▶ [PAGE EXCERPT]
----

April 14, 2008

2 art exhibitions in NY — one Japanese, one Chinese.

I saw 2 art exhibitions this weekend. One was the bright, poppy Takashi Murakami show at the Brooklyn Museum:
This survey of Takashi Murakami, the artist frequently called the Japanese Andy Warhol, has it all: immense, toylike sculptures; an animated cartoon that rivals Disney; and a fully functioning Louis Vuitton boutique (Brooklyn’s first!) selling Murakami bags. But it also elucidates the trajectory of an artist who began by recycling Japanese popular culture and then gradually figured out how to go deeper, harnessing Japanese traditions of painting, craft and spirituality. The art-commerce, high-low conundrums are fun, but the steady improvement in the paintings is the real heart of the matter. Along with the animated cartoons, which should please aesthetes of all ages, there is a moral component as well.
I loved this show. You should come out to Brooklyn and see it. I've got no photos — they weren't allowed — but there's plenty of video with the artist charmingly explaining himself here.

Then, at the Guggenheim, there's "Cai Guo-Qiang: I Want to Believe":
This museumwide survey of a leading Chinese artist indicates considerable command of cross-cultural references and extreme appropriation, including a gang of sculptors remaking a classic Social Realist ensemble of life-size figures while you watch. Gunpowder is a favored material, violence a frequent motif. A stop-action installation of seemingly exploding cars hangs in the atrium space. Scores of arrows make pincushions of snarling tigers (stuffed), and there are carved-wood religious sculptures and an entire fishing boat. Videos documenting pyrotechnical land-art pieces go boom. The show has far more than its share of hollow spectacle. The scorched, mural-size gunpowder drawings that combine elements of performance art, Abstract Expressionism and traditional Chinese and Japanese painting are the most believable.

----

(Part of a data file)

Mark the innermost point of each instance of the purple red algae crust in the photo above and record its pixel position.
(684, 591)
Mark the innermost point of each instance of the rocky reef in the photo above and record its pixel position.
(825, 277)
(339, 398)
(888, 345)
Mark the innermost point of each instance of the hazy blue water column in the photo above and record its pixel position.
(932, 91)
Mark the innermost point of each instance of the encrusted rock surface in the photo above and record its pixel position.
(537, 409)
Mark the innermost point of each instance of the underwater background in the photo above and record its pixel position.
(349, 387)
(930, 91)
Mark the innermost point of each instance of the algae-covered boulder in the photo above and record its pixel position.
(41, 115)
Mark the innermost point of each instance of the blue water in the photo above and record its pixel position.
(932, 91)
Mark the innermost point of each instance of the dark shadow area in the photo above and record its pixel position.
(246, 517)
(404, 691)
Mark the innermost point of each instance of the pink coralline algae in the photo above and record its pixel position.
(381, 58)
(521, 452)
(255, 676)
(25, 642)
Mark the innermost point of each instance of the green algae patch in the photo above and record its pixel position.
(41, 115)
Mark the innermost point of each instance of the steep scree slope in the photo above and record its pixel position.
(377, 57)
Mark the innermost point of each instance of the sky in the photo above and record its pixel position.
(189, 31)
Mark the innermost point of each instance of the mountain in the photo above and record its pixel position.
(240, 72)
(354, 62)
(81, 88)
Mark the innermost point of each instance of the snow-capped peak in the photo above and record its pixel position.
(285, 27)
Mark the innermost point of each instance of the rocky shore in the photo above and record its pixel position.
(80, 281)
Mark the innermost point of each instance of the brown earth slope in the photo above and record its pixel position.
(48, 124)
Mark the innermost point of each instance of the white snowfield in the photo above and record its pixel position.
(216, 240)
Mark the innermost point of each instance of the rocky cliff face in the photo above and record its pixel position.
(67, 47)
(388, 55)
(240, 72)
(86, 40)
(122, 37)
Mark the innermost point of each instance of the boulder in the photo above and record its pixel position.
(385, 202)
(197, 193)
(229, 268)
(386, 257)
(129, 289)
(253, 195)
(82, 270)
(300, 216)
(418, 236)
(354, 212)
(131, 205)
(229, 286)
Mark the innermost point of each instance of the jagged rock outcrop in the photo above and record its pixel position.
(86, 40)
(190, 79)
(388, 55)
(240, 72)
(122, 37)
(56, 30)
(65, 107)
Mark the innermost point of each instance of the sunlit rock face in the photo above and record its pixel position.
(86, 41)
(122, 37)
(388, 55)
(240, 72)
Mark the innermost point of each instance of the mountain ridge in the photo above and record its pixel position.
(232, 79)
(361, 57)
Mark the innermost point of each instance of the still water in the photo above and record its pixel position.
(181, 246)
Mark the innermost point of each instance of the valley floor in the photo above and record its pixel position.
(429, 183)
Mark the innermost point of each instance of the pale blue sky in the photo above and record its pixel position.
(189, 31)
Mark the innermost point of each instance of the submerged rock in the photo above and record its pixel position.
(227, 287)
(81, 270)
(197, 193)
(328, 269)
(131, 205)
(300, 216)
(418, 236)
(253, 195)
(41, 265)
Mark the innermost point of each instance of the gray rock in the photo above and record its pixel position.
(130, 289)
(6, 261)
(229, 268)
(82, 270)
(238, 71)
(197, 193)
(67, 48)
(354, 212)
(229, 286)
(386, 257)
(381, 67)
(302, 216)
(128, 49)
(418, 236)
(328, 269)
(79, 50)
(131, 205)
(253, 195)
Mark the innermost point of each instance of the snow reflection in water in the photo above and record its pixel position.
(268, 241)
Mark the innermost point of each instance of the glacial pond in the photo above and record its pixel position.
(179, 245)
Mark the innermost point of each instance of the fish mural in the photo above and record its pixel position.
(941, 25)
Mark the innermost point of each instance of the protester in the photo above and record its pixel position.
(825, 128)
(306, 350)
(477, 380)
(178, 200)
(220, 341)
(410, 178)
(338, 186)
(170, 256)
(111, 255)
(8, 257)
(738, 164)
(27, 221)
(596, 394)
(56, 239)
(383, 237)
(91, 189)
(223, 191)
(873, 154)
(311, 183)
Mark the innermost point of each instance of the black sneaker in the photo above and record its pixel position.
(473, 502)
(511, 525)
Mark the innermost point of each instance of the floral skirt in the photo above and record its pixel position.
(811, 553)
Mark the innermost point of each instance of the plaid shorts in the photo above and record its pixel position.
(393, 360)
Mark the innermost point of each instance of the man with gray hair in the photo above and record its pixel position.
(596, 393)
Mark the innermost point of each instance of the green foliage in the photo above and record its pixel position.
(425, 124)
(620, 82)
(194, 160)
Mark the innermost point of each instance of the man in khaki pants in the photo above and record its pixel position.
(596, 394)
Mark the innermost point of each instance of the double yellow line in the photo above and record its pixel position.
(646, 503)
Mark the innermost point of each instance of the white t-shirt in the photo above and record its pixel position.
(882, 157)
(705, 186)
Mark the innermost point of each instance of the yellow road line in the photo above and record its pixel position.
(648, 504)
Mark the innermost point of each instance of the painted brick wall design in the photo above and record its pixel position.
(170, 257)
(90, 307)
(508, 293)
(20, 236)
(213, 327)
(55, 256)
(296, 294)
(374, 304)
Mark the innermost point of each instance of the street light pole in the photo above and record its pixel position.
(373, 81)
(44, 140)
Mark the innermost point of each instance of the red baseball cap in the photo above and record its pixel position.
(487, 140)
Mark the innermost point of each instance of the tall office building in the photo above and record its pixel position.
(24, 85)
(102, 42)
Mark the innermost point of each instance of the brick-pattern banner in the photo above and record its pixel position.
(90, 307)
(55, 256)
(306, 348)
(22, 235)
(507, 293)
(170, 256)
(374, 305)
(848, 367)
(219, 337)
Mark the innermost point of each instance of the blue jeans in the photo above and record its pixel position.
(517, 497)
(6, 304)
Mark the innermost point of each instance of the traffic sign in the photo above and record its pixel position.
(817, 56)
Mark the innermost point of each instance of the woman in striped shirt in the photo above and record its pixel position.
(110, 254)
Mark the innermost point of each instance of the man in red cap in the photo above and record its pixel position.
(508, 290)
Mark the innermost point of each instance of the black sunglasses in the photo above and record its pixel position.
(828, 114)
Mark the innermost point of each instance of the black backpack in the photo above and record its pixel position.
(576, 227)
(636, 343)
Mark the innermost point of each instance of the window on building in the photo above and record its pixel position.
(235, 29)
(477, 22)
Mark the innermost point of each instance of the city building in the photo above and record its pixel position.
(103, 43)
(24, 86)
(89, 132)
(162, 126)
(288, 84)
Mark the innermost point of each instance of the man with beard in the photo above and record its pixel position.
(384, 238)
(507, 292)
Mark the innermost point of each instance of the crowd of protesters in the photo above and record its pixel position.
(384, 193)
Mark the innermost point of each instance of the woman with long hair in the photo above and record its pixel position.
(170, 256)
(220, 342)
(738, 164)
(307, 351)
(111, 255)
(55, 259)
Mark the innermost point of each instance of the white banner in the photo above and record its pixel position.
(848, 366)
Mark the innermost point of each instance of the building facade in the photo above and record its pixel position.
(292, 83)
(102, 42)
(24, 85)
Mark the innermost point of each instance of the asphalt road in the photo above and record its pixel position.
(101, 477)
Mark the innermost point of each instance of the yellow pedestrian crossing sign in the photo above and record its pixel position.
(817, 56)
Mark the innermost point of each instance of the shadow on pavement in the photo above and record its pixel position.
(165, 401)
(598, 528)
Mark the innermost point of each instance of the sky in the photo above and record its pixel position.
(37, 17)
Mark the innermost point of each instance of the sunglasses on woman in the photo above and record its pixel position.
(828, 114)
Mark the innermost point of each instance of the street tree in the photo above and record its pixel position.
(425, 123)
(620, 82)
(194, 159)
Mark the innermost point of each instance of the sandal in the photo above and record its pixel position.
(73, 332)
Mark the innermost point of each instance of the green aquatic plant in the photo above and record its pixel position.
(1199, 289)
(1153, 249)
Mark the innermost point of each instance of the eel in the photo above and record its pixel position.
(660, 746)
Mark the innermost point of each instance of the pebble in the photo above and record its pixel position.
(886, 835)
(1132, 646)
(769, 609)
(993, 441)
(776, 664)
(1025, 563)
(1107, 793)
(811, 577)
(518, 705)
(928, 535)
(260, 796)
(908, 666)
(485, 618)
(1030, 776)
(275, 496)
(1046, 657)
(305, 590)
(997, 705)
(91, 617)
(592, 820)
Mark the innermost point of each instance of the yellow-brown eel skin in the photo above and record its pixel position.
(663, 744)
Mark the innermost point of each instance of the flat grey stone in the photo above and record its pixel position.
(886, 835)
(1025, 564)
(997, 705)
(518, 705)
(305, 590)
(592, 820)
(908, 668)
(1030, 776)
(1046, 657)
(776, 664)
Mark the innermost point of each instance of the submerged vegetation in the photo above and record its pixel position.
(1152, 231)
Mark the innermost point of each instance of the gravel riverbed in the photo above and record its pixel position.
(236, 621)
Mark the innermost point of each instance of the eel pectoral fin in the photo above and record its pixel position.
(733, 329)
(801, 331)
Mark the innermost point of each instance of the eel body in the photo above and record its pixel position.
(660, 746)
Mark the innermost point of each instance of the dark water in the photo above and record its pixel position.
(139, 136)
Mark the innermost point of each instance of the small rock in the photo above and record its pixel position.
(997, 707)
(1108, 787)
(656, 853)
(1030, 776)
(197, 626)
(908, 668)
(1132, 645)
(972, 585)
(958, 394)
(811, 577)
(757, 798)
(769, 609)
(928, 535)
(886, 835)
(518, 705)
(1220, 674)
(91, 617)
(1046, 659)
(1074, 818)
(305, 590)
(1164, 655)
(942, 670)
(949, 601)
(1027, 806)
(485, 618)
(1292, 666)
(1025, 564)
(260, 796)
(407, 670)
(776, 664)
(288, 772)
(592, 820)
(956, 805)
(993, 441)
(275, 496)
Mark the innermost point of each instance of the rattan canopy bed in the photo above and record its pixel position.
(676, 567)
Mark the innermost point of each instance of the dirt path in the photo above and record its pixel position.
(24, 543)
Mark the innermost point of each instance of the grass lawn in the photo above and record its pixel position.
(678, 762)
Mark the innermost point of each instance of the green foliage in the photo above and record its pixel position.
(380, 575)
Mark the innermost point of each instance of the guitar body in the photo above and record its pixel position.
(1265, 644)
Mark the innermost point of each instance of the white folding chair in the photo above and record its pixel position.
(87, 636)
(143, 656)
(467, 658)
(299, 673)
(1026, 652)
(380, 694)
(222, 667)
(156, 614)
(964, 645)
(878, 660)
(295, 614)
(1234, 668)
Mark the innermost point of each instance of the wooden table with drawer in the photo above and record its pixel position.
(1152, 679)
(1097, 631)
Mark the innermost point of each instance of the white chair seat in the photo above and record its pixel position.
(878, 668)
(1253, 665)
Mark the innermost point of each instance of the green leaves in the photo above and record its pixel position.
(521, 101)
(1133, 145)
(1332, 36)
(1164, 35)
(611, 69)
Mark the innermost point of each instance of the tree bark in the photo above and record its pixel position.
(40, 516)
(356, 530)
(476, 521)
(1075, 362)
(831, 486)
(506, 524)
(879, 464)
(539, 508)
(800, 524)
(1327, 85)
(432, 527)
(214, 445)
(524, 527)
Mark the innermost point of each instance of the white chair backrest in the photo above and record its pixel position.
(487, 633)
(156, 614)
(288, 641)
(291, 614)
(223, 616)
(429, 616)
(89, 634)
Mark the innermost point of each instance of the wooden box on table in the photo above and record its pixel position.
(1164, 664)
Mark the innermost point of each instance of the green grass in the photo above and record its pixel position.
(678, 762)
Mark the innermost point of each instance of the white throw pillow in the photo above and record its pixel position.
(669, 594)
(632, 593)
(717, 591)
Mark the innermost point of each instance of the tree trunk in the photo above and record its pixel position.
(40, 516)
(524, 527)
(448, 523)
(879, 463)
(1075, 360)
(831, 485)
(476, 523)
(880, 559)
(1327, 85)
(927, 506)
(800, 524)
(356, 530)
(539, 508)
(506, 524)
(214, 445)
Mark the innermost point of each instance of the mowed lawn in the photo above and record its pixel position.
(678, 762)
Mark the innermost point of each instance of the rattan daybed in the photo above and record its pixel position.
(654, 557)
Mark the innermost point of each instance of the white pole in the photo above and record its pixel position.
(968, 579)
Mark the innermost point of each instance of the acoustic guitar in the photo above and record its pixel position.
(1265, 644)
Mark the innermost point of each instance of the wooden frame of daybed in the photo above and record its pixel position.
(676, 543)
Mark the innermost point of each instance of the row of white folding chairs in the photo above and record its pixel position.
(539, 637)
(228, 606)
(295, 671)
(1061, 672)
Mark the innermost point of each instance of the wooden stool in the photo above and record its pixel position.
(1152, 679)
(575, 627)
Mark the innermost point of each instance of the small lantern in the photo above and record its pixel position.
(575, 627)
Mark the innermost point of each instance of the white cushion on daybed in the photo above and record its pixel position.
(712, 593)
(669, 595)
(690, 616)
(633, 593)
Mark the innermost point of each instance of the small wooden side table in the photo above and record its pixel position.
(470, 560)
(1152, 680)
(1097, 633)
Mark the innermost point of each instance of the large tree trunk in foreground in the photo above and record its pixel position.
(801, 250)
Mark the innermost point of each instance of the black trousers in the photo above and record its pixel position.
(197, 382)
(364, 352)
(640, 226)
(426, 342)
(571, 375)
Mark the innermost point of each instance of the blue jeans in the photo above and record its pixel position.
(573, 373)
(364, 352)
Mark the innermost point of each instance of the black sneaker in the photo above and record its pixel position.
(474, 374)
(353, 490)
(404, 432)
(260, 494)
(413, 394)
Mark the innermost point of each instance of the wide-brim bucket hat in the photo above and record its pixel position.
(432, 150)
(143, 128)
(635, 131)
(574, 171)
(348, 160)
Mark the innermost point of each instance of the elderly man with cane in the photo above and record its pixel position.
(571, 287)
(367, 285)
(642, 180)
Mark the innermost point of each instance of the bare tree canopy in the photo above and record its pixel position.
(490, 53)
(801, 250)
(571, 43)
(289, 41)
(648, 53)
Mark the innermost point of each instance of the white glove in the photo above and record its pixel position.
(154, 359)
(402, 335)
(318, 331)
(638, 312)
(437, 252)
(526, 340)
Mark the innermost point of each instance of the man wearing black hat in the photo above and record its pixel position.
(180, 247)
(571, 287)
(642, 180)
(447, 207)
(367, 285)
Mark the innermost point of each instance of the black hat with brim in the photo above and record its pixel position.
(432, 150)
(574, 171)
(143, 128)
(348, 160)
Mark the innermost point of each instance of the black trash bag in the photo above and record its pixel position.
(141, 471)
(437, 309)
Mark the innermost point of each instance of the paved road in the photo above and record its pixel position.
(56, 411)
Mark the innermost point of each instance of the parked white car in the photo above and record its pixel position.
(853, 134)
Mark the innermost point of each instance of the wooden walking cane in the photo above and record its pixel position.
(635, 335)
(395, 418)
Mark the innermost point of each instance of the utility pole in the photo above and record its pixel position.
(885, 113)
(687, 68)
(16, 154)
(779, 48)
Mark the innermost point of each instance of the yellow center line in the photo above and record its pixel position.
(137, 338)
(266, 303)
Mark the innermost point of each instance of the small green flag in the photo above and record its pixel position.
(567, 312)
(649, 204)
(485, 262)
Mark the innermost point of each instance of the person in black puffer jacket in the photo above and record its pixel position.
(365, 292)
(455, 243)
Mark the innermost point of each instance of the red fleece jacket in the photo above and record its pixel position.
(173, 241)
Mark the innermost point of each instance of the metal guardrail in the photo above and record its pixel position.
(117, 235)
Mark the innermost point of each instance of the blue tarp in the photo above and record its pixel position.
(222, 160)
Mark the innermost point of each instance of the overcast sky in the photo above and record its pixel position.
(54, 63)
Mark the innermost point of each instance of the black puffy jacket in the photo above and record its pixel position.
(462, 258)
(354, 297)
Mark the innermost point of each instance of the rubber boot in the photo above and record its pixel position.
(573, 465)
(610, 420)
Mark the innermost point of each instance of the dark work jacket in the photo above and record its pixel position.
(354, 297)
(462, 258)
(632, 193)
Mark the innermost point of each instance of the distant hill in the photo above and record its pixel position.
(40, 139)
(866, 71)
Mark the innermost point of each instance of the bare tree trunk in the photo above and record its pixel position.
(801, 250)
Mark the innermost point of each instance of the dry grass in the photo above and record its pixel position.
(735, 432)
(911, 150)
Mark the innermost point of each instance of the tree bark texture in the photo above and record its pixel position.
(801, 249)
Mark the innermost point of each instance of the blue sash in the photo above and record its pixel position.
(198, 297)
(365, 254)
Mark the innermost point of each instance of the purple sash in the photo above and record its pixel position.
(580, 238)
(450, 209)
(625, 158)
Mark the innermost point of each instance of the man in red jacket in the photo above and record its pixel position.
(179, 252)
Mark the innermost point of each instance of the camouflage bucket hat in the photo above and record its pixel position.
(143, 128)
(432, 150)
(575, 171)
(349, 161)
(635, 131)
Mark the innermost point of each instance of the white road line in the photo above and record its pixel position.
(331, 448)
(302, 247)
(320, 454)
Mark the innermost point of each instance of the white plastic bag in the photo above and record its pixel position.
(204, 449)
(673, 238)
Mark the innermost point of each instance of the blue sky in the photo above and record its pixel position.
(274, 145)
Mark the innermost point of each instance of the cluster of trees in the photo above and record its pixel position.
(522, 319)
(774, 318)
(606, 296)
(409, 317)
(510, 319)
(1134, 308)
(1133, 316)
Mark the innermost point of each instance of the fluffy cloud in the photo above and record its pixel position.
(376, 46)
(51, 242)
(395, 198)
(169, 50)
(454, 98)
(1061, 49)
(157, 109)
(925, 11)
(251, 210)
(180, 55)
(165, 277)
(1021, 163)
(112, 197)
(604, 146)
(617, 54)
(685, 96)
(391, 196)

----

▶ [PROBLEMS TO WORK ON]
- A) According to the post about two New York art exhibitions, which material is favored in the Cai Guo-Qiang show?
- B) Repeat the passage in the post about two New York art exhibitions starting at "Then, at the" and ending at "the most believable.".

▶ [TASK SOLUTIONS]
- A) Gunpowder.

- B)
Then, at the Guggenheim, there's "Cai Guo-Qiang: I Want to Believe":
This museumwide survey of a leading Chinese artist indicates considerable command of cross-cultural references and extreme appropriation, including a gang of sculptors remaking a classic Social Realist ensemble of life-size figures while you watch. Gunpowder is a favored material, violence a frequent motif. A stop-action installation of seemingly exploding cars hangs in the atrium space. Scores of arrows make pincushions of snarling tigers (stuffed), and there are carved-wood religious sculptures and an entire fishing boat. Videos documenting pyrotechnical land-art pieces go boom. The show has far more than its share of hollow spectacle. The scorched, mural-size gunpowder drawings that combine elements of performance art, Abstract Expressionism and traditional Chinese and Japanese painting are the most believable.